[Data entries]
----

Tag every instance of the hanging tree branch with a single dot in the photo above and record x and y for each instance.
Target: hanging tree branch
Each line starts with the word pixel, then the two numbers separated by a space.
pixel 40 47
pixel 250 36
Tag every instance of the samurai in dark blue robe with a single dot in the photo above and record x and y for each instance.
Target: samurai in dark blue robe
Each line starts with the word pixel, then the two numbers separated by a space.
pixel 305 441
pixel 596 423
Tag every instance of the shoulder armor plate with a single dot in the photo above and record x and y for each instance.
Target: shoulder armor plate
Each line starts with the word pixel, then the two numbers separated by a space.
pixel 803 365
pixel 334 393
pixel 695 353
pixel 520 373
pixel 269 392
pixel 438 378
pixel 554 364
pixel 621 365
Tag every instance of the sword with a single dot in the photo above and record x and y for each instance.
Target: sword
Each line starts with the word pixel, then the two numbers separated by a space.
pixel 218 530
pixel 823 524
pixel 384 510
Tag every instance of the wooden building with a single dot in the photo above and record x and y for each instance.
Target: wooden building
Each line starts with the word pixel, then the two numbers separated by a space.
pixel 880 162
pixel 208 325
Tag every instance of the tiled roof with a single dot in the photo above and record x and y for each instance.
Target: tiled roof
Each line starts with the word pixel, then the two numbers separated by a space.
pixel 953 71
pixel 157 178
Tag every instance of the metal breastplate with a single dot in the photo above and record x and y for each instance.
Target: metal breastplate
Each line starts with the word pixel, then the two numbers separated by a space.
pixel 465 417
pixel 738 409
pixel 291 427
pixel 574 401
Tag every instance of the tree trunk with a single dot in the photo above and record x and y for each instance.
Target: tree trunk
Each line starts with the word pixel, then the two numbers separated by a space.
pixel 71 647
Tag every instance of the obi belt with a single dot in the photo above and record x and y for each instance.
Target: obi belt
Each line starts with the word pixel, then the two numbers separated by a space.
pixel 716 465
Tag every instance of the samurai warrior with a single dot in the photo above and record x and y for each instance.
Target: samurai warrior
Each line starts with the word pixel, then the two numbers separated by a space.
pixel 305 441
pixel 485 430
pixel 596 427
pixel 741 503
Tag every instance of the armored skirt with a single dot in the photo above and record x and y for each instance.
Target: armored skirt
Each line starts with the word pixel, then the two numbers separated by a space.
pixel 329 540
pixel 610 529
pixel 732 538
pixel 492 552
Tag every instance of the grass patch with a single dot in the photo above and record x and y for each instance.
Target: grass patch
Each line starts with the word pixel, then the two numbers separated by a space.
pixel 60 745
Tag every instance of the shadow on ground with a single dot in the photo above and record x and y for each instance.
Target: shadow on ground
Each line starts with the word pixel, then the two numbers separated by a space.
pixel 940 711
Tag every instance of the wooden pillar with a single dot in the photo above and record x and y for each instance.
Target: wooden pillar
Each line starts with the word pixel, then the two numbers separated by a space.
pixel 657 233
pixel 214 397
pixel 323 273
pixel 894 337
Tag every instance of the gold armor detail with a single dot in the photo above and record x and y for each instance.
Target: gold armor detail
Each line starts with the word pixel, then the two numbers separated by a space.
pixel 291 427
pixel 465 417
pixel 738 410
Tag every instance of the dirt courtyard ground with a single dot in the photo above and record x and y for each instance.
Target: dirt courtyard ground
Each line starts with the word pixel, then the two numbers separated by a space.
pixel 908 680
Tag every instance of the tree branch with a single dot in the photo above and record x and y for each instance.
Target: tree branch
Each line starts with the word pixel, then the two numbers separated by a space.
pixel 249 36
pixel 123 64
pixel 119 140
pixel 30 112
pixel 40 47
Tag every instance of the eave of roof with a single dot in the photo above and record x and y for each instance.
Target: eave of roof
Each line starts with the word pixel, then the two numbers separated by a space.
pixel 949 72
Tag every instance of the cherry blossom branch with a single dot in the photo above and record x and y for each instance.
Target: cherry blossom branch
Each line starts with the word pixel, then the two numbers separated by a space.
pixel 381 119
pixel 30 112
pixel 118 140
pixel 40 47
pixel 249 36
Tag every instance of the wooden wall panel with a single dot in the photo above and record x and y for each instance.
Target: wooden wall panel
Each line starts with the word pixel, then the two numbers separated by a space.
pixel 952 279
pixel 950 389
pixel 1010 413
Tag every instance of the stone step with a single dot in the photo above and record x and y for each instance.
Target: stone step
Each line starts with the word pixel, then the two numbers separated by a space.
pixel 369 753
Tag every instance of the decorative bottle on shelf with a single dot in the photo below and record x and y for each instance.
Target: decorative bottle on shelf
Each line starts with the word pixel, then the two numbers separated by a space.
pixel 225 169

----

YOUR OBJECTIVE
From the records above, transcribe exactly the run of lines that opens with the line holding "Target: dirt courtyard ground" and closes with the line holding "Target: tree branch", both included.

ANSWER AREA
Target: dirt courtyard ground
Each line starts with the word pixel, then the two numbers separated by a space.
pixel 908 680
Tag every instance of the tree branch with a single dot in the photo above and record x and y for each instance.
Target: tree branch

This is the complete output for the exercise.